> [Dataset content]:
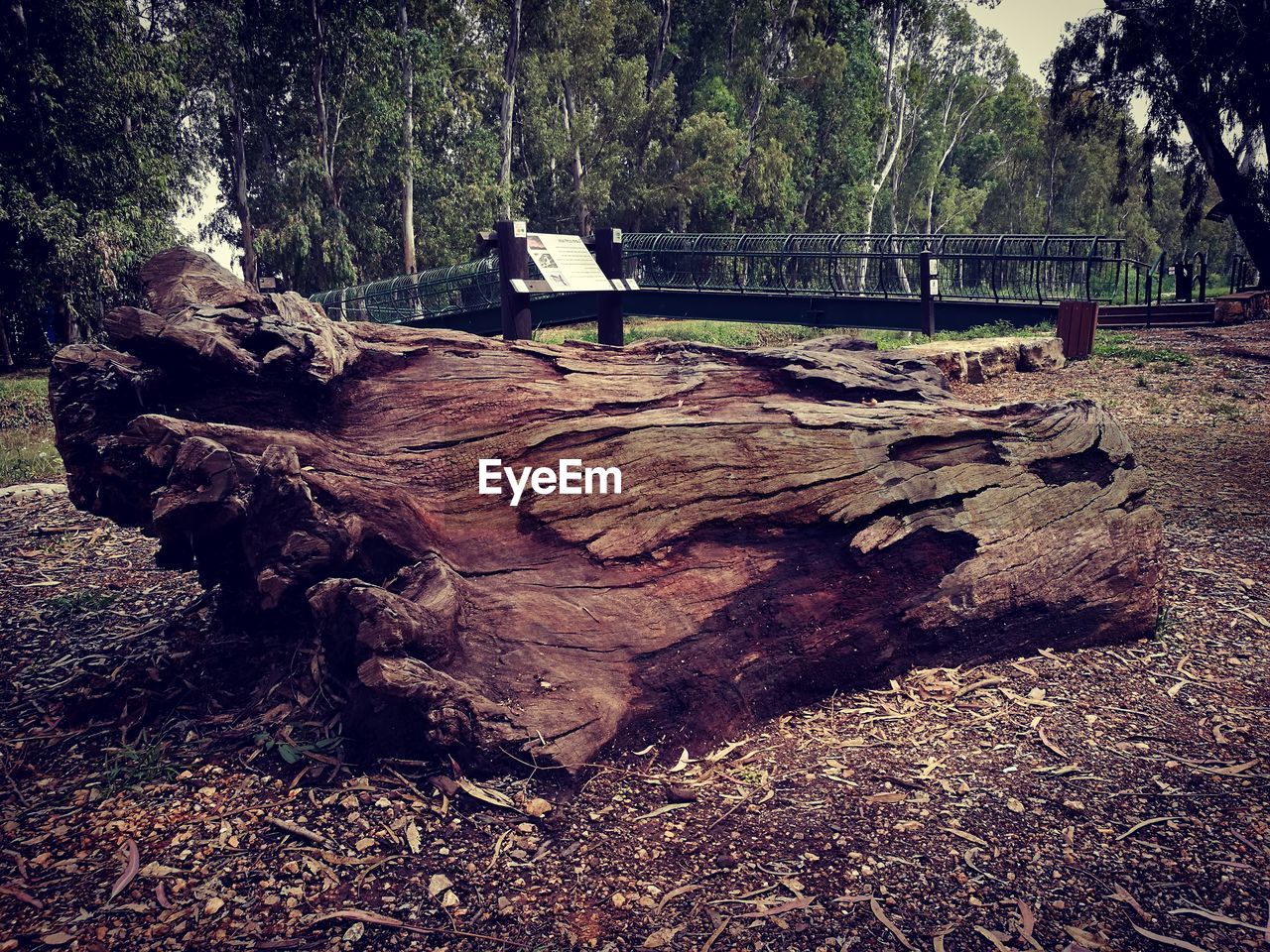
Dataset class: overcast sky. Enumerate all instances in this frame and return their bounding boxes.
[178,0,1103,273]
[969,0,1105,81]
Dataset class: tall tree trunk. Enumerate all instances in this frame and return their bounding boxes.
[498,0,521,218]
[1105,0,1270,287]
[226,76,259,287]
[52,291,78,344]
[398,0,417,274]
[644,0,671,100]
[0,311,14,371]
[562,82,590,235]
[1178,102,1270,287]
[309,0,339,210]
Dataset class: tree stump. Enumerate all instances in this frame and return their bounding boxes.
[51,249,1161,768]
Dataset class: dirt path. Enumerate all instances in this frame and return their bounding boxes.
[0,325,1270,952]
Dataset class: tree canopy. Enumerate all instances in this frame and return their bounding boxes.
[1052,0,1270,283]
[0,0,1249,363]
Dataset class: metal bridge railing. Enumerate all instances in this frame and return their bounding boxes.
[313,232,1199,323]
[622,232,1125,303]
[310,257,498,323]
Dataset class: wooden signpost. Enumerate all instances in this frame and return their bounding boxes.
[482,221,639,346]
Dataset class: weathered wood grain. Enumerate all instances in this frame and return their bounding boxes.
[51,249,1161,767]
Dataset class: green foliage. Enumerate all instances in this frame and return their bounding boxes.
[0,375,63,486]
[1051,0,1270,281]
[100,730,177,794]
[0,0,1251,327]
[0,0,198,357]
[534,318,837,348]
[1093,330,1192,368]
[255,730,344,765]
[45,589,118,616]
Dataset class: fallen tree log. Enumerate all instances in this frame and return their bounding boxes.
[51,249,1161,767]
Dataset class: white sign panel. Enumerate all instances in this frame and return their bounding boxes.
[527,232,613,291]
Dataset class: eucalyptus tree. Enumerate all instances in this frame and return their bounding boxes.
[1052,0,1270,283]
[0,0,198,355]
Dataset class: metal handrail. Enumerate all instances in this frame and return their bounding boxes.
[305,232,1218,322]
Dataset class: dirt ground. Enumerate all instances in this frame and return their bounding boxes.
[0,325,1270,952]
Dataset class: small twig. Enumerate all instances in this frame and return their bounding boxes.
[264,816,331,847]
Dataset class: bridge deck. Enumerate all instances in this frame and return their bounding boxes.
[314,234,1211,335]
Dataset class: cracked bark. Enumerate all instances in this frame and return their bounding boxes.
[52,249,1161,768]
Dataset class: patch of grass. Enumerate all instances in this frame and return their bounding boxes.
[45,589,119,616]
[534,317,1054,350]
[878,321,1054,350]
[0,373,54,429]
[101,731,177,793]
[0,373,64,486]
[255,729,344,765]
[0,426,64,486]
[1093,330,1192,369]
[1206,400,1243,422]
[534,317,838,348]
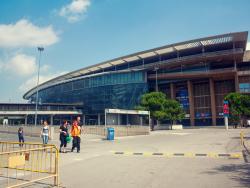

> [Task directions]: Extract every line of the listing above that contains the word "bridge", and reproduce each one in full.

> [Answer]:
Dataset class: metal bridge railing. Enumerate all instances in this frame and return their bounding boxes.
Dataset class: bridge deck. Enumerate all instances in this frame and return their bounding boxes.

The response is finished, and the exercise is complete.